» DESAFIO 1
Reproduza com exatidão todas as linhas dos registos apresentados a seguir, omitindo as imagens na resposta.
══ TEXTO FORNECIDO
No reino do Camboja – Dirt Bike

Á hora combinada saímos de Toul Kork num Tuk Tuk com 7 pessoas para o cento de Pnhom Penh, junto ao central market, onde fica a loja de aluguer de motas. Já tinha passado por aqui algumas vezes nas minhas incursões na cidade e até já tinha cá vindo perguntar informações sobre o aluguer. Mas hoje não precisamos de informações, vimos mesmo para alugar umas máquinas e este pessoal com quem venho já sabe tudo o que há para saber, pois costumam alugar sempre aqui. Escolhemos a mota que queremos. São quase todas do mesmo modelo, Honda XR 250cc. Aconselham-me a levar uma preta e vermelha que alguém já tinha conduzido numa viagem anterior. Dizem-me que teve um problema mas que foi arranjada. Não sei se faço bem ou não mas aqui também nunca há maneira de saber. Confio na experiência dos meus companheiros.


Faço um testdrive na rua em frente para me acostumar à mota. Não tenho muita prática de condução destes “bichos” e os meses que andei de scooter em Phnom Penh não sei se me ajudam grande coisa. Assim que montei e dei gás fiquei rendido! Rapidamente me acostumei à mota que diga-se de passagem é leve e ágil, o que ajuda. Fiquei tão entusiasmado que me demorei mais que o esperado e quando voltei à loja já os meus companheiros tinham arrancado. Sem stress. Agora é para desfrutar e isto sabe tão bem!!! Sigo sozinho de volta para Toul Kork por entre o trânsito caótico típico da cidade. Hoje não me aflige porque parece que chego primeiro que toda a gente.

Antes de ir a casa passo pela bomba de gasolina para encher o depósito. São 9$ um pouco mais do que estou habituado com a scooter(2.5$). Em casa a Marisa está a acabar de fazer a mala. Quando terminamos arrancamos. Ela pergunta-me admirada “sabes conduzir isto?”. Eu respondo “vamos ver …”. Juntamo-nos ao resto do grupo na sede da missão Adventista em Toul Kork. A nossa amiga Rythia também vai embarcar nesta viagem à pendura. O grupo é composto no total por 21 motas que vão chegando enquanto ajustamos a mochila com uns elásticos por traz do assento do pendura. O chefe do pelotão e organizador do passeio é o Pr. Lim Pen um entusiasta das duas rodas. A sua esposa preparou um saco com bolo de banana para todos que ainda vem quente. Eu não consigo esperar pelo início da viagem e ataco logo o petisco. Ainda fica um resto para a viagem. Quando está o grupo completo e equipado para arrancar juntamo-nos num círculo para pedir a proteção Divina. No grupo somos todos cristãos e se já temos este hábito antes de viajar, esta é certamente uma viagem para reforçarmos as nossas preces.
════
══ DADOS DE ENTRADA
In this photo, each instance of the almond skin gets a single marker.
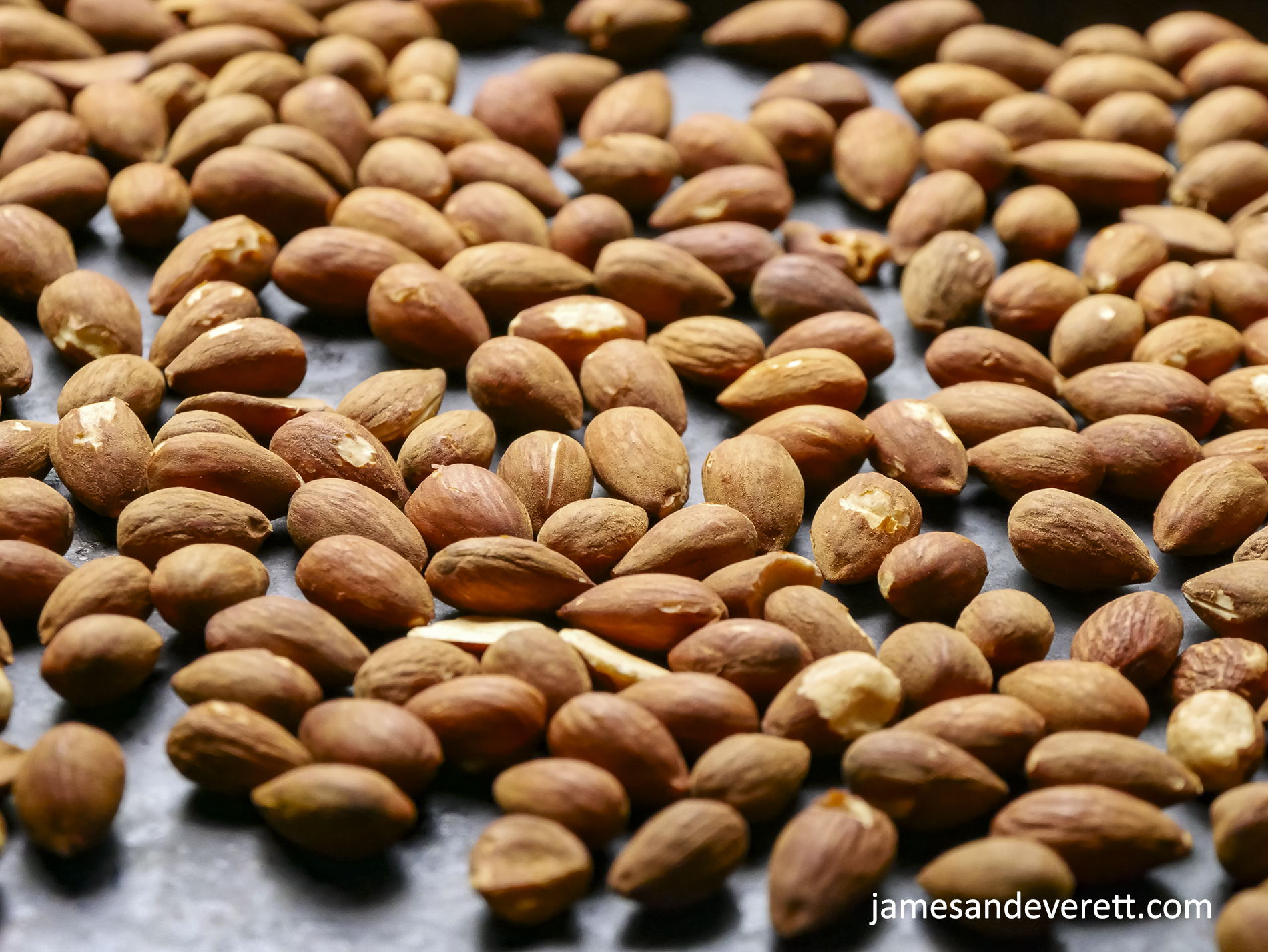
(1052, 533)
(651, 611)
(1103, 835)
(364, 584)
════
» DESAFIO 2
Transcreva fielmente o trecho do relato da viagem de mota no Camboja que se inicia com as palavras "Faço um testdrive" e termina com "toda a gente.".

» SOLUÇÃO 1
In this photo, each instance of the almond skin gets a single marker.
(1052, 533)
(651, 611)
(1103, 835)
(364, 584)

» SOLUÇÃO 2
Faço um testdrive na rua em frente para me acostumar à mota. Não tenho muita prática de condução destes “bichos” e os meses que andei de scooter em Phnom Penh não sei se me ajudam grande coisa. Assim que montei e dei gás fiquei rendido! Rapidamente me acostumei à mota que diga-se de passagem é leve e ágil, o que ajuda. Fiquei tão entusiasmado que me demorei mais que o esperado e quando voltei à loja já os meus companheiros tinham arrancado. Sem stress. Agora é para desfrutar e isto sabe tão bem!!! Sigo sozinho de volta para Toul Kork por entre o trânsito caótico típico da cidade. Hoje não me aflige porque parece que chego primeiro que toda a gente.